## To be done
Please copy the WACC forum post from "A firm has a" up to and including "rate of dividend.", and swap "preference" for "preferred" throughout.

━━━ Passage shown

Forums › Ask ACCA Tutor Forums › Ask the Tutor ACCA FM Exams › WACC

  • This topic has 3 replies, 3 voices, and was last updated 1 year ago by John Moffat.
Viewing 4 posts - 1 through 4 (of 4 total)
  • Author
    Posts
  • February 28, 2021 at 1:26 pm #612121
    adarsh1997
    Participant
    • Topics: 629
    • Replies: 278
    • ☆☆☆☆

    Hello John,

    A firm has a bank loan with a 10% interest rate. The firm also has in issue 8% preference
    shares trading at nominal value and has estimated that its cost of ordinary shares is 18%. The
    firm has a 30% tax rate.
    What is the weighted average cost of capital if the firm uses a capital structure
    comprising 50% debt and an even split between preference and ordinary shares?
    A 11.50%
    B 10.00%
    C 9.40%
    D 8.05%

    1. The answer is B.
    2. In the answers, for preference shares, 8% was used as the cost of the preference share.
    – How come 8% was used? Isn’t 8% the rate of dividend.

━━━━━━
━━━ Data extract

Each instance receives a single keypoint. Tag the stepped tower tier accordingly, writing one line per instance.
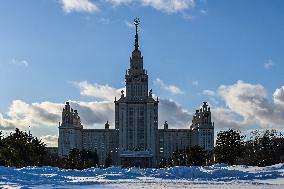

━━━━━━

## Solution to the problem
A firm has a bank loan with a 10% interest rate. The firm also has in issue 8% preferred
    shares trading at nominal value and has estimated that its cost of ordinary shares is 18%. The
    firm has a 30% tax rate.
    What is the weighted average cost of capital if the firm uses a capital structure
    comprising 50% debt and an even split between preferred and ordinary shares?
    A 11.50%
    B 10.00%
    C 9.40%
    D 8.05%

    1. The answer is B.
    2. In the answers, for preferred shares, 8% was used as the cost of the preferred share.
    – How come 8% was used? Isn’t 8% the rate of dividend.